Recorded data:
++++++++
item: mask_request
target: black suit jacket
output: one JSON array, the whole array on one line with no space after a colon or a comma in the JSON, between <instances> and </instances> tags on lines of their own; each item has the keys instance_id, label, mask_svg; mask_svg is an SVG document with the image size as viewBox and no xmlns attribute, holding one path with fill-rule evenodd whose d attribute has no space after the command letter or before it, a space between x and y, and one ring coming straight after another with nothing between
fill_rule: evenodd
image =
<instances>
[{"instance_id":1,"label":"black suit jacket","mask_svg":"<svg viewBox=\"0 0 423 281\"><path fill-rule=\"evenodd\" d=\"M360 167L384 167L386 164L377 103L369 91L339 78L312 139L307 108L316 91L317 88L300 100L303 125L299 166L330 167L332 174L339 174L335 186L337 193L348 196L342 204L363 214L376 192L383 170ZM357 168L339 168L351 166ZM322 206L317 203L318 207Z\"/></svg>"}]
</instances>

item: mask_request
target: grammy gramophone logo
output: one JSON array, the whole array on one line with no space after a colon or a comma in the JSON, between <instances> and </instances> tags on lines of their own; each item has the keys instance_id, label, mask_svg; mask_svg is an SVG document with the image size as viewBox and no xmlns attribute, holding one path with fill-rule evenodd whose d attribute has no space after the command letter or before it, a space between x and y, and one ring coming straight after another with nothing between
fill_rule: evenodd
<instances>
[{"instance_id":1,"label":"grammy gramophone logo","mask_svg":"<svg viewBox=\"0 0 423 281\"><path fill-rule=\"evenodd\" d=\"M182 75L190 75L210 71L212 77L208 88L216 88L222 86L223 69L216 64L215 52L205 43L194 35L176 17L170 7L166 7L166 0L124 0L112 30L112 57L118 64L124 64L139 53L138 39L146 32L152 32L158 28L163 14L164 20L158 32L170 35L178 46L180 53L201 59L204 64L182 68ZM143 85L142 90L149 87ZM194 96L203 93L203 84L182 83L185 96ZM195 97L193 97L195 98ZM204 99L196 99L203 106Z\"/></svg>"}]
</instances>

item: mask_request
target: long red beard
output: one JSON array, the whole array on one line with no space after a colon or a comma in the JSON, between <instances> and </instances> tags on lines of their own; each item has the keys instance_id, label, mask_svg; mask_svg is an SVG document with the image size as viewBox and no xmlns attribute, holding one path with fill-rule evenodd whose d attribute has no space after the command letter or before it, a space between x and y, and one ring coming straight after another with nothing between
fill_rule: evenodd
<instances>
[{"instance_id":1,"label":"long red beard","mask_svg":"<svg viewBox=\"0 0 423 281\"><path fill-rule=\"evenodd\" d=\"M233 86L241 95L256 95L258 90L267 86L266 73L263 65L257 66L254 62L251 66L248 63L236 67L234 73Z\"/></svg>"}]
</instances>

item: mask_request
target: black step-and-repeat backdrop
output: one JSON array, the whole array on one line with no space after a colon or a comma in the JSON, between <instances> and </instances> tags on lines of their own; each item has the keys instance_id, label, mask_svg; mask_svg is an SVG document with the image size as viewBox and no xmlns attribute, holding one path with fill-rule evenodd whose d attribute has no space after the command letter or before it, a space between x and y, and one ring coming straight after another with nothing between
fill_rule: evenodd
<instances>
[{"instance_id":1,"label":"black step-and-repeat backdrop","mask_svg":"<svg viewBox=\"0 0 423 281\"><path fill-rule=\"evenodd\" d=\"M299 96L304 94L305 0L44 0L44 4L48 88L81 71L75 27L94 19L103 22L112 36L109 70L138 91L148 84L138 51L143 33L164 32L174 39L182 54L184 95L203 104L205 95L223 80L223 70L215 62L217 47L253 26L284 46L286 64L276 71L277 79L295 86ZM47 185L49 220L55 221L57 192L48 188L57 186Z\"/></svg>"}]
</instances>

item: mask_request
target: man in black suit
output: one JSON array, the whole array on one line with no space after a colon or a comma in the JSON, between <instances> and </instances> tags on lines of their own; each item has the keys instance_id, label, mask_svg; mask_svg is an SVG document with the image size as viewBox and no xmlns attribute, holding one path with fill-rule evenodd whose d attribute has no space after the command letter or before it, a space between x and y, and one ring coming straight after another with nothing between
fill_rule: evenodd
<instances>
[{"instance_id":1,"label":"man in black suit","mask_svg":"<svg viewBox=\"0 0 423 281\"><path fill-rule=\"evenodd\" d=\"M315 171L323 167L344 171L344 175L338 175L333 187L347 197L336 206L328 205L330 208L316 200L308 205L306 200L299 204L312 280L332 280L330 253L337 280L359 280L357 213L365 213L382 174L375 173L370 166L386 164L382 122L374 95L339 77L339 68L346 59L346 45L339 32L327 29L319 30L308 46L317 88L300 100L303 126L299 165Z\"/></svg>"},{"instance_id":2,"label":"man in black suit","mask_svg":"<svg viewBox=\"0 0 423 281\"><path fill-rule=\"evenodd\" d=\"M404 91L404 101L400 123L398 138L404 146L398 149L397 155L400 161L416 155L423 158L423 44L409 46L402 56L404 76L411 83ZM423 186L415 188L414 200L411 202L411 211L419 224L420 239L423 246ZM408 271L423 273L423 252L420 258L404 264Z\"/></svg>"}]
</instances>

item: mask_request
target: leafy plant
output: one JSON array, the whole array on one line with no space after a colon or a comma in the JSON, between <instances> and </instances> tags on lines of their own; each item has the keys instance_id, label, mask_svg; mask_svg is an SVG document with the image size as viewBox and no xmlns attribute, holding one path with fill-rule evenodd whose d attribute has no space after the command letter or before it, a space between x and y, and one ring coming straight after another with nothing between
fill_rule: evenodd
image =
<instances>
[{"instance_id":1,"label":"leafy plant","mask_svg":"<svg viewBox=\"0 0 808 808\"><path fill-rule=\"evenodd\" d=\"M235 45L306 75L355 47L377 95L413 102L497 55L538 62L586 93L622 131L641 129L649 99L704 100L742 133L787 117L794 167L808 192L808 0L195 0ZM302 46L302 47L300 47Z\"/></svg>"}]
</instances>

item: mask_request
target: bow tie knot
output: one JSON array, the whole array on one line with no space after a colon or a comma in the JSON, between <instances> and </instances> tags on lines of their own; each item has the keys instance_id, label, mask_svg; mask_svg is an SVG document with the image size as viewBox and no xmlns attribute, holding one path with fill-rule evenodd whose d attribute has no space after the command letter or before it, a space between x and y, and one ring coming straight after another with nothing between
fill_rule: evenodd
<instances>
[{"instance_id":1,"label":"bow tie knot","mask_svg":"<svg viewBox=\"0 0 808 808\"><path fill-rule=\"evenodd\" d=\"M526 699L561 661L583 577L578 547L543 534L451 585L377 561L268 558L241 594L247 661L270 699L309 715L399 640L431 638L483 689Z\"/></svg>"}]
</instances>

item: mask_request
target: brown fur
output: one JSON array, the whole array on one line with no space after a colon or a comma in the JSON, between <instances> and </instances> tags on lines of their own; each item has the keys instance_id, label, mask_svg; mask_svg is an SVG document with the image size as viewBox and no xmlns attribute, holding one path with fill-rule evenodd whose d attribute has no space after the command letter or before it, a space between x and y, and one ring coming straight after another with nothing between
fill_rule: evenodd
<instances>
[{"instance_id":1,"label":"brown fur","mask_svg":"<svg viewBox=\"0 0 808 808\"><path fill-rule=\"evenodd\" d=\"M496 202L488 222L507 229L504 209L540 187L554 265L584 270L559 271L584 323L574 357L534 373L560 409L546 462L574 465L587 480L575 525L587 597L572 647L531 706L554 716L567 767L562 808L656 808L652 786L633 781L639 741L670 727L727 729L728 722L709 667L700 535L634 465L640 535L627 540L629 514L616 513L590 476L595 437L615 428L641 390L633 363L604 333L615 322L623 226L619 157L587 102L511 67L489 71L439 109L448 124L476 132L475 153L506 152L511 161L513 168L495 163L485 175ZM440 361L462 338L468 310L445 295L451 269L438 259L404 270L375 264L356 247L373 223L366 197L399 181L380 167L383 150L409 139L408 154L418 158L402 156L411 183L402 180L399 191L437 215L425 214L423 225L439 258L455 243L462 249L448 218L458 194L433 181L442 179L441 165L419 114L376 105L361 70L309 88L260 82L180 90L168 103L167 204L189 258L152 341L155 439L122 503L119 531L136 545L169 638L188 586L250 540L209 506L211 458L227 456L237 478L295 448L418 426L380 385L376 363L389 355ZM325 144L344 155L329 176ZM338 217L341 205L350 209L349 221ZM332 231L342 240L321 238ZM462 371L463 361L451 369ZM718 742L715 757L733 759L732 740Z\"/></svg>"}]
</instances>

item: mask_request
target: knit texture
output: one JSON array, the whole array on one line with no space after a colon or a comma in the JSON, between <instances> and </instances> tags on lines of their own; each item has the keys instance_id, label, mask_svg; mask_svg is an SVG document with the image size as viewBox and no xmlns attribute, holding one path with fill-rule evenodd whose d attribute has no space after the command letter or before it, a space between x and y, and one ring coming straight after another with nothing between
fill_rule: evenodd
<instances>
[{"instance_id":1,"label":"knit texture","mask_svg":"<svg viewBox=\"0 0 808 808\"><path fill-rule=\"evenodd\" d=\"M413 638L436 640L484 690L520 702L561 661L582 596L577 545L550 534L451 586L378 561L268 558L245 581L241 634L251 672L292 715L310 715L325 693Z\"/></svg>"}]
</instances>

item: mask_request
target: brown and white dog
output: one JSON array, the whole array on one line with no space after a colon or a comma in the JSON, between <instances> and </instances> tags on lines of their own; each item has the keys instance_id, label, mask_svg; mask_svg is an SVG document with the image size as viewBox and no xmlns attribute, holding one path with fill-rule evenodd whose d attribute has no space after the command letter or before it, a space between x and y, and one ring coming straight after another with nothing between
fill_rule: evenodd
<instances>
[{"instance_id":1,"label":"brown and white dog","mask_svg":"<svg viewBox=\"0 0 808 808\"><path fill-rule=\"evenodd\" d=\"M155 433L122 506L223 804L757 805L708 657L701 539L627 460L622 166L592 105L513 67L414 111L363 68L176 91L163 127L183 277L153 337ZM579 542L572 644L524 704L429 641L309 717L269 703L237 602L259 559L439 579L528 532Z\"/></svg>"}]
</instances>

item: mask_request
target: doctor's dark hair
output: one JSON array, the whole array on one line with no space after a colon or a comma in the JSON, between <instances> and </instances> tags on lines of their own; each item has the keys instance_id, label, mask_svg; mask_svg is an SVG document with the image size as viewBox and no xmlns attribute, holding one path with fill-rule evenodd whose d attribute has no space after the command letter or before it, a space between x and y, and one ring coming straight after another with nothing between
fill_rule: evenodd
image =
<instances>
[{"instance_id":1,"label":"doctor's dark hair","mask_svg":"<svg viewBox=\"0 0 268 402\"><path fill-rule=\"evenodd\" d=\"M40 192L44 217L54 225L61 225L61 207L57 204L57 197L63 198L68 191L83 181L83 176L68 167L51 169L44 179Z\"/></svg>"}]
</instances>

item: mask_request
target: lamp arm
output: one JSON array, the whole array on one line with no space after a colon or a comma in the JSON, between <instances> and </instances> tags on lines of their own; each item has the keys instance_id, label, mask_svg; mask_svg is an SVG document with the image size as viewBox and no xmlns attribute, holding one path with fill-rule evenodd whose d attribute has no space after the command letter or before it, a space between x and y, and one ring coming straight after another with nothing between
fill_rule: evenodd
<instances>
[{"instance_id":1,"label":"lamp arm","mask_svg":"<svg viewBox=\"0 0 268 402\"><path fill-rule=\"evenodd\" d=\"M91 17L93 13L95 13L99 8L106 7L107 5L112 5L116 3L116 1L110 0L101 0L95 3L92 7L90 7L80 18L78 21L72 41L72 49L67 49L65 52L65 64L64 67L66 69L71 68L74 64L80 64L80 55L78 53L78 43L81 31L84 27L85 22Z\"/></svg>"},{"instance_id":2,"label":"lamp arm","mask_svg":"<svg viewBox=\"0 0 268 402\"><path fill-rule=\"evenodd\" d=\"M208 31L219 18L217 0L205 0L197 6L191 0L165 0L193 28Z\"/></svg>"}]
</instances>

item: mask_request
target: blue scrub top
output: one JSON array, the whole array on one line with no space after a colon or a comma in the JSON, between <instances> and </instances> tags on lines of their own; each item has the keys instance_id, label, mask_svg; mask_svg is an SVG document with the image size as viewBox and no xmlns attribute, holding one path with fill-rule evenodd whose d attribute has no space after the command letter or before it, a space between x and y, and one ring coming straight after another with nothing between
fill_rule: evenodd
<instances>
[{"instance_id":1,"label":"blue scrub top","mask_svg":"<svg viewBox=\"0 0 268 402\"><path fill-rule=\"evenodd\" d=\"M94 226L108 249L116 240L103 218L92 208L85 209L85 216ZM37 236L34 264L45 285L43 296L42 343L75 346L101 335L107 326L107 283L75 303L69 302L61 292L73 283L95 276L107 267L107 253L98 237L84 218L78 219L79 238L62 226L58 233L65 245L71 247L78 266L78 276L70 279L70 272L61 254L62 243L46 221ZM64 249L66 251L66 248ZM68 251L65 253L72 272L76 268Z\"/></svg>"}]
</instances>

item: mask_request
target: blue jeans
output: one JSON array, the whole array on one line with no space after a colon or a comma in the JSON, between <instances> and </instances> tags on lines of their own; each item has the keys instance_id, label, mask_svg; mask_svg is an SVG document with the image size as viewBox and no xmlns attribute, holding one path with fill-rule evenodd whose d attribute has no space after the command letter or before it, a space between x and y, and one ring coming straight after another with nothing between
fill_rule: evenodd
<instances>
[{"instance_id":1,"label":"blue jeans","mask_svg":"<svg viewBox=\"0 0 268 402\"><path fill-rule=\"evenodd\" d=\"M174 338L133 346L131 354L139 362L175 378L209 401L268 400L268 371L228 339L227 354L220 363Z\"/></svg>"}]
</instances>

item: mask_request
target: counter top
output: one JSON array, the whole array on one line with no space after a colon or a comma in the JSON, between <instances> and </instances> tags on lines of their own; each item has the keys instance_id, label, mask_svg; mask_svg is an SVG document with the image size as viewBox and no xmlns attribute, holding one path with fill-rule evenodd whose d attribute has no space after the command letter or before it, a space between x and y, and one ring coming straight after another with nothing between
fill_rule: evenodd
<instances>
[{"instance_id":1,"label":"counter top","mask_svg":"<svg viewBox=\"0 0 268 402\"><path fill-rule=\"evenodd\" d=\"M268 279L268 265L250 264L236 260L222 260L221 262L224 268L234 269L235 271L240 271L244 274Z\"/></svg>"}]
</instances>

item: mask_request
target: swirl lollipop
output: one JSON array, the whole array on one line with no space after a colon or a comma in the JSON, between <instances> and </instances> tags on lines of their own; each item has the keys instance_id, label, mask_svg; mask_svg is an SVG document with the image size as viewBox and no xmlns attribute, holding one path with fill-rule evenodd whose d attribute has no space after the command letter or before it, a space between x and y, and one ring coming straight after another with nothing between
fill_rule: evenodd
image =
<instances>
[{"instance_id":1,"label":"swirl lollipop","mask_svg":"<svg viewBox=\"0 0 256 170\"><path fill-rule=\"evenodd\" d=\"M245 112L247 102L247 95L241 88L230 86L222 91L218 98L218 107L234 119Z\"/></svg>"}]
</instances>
++++++++
# Task details:
Extract every line from the recorded data above that contains the string "backdrop", treating uppercase and lowercase letters as different.

# Final result:
target: black step-and-repeat backdrop
[{"instance_id":1,"label":"black step-and-repeat backdrop","mask_svg":"<svg viewBox=\"0 0 423 281\"><path fill-rule=\"evenodd\" d=\"M299 96L304 94L305 0L44 0L44 4L48 88L81 71L75 27L94 19L103 22L112 36L109 70L138 91L148 84L138 51L143 33L164 32L174 39L182 54L184 95L203 104L205 95L223 80L223 70L215 62L217 47L253 26L284 46L286 64L276 71L277 79L295 86ZM47 185L49 220L55 221L57 192L48 188L57 186Z\"/></svg>"}]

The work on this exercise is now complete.